§ **Brief**
Convert the lines of the records below, from the line with "Place a point on every instance of the dry" up to and including the last line of the records, into a Markdown table with the columns Row and Line. Give each line its own numbered row and omit blank lines.

§ **Input material**
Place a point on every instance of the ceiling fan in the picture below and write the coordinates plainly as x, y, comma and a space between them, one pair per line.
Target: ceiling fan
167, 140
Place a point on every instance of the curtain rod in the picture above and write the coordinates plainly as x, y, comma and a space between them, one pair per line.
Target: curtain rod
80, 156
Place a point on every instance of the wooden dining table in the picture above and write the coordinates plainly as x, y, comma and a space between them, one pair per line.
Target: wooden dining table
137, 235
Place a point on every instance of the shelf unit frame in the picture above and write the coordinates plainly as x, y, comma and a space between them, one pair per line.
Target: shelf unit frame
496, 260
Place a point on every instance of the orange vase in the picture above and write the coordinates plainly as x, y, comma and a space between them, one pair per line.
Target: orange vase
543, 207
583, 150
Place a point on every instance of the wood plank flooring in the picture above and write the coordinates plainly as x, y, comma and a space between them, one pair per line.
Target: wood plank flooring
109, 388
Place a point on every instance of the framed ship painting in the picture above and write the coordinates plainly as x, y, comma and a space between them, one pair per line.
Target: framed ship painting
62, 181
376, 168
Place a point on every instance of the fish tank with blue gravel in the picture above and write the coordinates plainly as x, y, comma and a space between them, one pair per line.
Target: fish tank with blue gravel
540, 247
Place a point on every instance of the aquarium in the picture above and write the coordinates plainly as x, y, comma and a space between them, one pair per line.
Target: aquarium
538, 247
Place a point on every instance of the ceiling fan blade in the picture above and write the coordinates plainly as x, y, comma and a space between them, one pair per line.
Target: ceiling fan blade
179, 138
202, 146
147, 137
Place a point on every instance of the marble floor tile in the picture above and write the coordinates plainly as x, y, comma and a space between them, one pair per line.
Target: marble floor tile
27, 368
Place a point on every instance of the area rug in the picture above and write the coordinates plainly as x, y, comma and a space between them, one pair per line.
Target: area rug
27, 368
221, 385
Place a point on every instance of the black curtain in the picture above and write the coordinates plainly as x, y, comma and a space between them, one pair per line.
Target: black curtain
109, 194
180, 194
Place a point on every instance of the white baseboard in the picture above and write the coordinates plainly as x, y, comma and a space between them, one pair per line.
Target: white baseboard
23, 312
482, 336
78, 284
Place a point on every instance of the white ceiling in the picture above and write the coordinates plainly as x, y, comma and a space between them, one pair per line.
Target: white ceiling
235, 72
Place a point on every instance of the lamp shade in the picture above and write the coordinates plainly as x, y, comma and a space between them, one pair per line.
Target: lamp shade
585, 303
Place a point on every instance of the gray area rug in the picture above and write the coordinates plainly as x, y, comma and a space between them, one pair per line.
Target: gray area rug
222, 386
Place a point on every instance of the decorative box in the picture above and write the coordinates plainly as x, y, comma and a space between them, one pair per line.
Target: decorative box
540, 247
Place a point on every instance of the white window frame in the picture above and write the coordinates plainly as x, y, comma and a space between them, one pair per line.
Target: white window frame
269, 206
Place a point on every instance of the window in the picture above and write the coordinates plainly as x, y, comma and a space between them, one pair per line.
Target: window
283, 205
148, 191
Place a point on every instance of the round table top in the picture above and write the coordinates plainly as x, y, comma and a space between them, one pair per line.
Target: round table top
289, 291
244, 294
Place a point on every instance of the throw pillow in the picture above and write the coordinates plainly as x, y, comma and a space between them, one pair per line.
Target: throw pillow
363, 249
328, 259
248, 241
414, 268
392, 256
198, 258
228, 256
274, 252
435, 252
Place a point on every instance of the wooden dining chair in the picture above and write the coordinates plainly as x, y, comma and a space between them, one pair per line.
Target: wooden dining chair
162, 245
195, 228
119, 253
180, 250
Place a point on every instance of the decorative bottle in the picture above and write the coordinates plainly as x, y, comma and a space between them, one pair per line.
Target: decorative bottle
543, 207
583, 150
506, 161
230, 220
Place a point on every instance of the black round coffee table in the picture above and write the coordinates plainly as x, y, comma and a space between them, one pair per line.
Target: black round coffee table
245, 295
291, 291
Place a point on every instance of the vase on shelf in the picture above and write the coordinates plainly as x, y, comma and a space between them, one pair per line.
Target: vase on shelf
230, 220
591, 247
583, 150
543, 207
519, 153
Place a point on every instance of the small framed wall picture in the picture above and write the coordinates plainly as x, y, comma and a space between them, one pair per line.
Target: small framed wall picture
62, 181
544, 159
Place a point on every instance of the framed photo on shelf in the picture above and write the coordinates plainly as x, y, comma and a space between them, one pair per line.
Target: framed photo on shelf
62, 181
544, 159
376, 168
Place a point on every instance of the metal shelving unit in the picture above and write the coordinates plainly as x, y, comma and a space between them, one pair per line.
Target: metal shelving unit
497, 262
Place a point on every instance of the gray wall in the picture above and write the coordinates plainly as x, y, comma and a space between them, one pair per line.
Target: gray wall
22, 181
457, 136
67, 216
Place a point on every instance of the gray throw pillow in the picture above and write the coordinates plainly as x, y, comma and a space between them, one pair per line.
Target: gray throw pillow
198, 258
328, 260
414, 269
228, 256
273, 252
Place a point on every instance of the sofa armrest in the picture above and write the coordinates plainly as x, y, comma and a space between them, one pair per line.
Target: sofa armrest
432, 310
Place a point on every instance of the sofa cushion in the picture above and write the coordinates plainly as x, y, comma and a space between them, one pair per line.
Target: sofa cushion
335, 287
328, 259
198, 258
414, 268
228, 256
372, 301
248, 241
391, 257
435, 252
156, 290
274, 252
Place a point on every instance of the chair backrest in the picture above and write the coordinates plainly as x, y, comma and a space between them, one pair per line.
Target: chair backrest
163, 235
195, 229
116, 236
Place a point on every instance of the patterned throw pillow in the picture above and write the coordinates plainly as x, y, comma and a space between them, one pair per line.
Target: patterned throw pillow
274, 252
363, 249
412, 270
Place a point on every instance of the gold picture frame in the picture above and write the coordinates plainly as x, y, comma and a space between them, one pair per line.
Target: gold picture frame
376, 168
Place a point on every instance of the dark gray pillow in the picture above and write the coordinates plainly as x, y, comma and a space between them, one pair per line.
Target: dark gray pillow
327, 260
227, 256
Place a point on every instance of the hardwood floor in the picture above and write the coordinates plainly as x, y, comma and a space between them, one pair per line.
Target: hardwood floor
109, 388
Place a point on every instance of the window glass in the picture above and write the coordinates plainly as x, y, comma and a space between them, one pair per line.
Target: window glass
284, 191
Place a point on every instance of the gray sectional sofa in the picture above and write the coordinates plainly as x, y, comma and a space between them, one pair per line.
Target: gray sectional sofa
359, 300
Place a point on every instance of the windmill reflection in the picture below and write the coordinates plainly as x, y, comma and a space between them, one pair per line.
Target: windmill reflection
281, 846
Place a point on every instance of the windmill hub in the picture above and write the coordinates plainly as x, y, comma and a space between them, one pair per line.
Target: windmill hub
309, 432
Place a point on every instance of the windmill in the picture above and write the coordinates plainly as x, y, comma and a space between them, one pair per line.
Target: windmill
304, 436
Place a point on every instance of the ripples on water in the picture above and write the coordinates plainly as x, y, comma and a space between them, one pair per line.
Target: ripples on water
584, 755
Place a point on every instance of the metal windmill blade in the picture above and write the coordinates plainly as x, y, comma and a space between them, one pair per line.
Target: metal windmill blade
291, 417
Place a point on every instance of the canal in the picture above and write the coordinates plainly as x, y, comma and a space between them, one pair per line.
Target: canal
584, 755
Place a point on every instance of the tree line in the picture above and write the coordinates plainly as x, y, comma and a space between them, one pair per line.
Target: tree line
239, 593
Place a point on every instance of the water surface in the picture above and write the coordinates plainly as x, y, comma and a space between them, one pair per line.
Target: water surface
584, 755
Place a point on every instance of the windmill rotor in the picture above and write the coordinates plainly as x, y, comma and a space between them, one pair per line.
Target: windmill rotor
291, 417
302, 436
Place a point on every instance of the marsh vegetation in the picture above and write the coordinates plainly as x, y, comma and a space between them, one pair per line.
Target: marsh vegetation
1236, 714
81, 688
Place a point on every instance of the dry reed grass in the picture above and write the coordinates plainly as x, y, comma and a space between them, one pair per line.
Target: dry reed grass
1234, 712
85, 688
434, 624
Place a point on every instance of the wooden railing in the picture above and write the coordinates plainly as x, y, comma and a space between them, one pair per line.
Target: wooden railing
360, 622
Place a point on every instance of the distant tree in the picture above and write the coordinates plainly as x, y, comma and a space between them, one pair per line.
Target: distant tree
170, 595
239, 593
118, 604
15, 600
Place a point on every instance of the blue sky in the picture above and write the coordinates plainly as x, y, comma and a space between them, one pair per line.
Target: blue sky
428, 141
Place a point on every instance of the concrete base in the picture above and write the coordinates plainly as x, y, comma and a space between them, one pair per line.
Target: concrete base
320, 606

§ **Solution to the problem**
| Row | Line |
|---|---|
| 1 | Place a point on every instance of the dry reed grass in the picture above and write the coordinates plainly as x, y, comma and a space between them, one pair per line. |
| 2 | Target: dry reed grass |
| 3 | 1234, 712 |
| 4 | 85, 688 |
| 5 | 434, 624 |
| 6 | Place a point on every instance of the wooden railing in the picture above and write the coordinates plainly as x, y, comma and a space between them, one pair per line. |
| 7 | Target: wooden railing |
| 8 | 360, 622 |
| 9 | Place a point on every instance of the distant tree in the picture above and write the coordinates plainly as x, y, comma and a space between them, one pair per line. |
| 10 | Target: distant tree |
| 11 | 170, 595 |
| 12 | 239, 593 |
| 13 | 118, 604 |
| 14 | 15, 600 |
| 15 | Place a point on every instance of the blue sky in the picture above and write the coordinates plainly as x, y, comma and a space between them, one pair per line. |
| 16 | Target: blue sky |
| 17 | 428, 141 |
| 18 | Place a point on every instance of the concrete base in the picture above and write the coordinates plainly as x, y, comma and a space between them, one pair per line. |
| 19 | Target: concrete base |
| 20 | 320, 606 |